Content starts

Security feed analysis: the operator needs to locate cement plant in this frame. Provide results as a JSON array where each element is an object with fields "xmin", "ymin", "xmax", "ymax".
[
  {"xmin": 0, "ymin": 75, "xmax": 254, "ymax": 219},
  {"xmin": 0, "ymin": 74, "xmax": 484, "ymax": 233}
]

Content ends

The records above are to be returned exactly as they appear.

Security feed analysis: the operator needs to locate cement plant in this frame. Provide results as a JSON array where each element is an object with fields "xmin", "ymin", "xmax", "ymax".
[
  {"xmin": 0, "ymin": 75, "xmax": 254, "ymax": 219},
  {"xmin": 0, "ymin": 74, "xmax": 484, "ymax": 233}
]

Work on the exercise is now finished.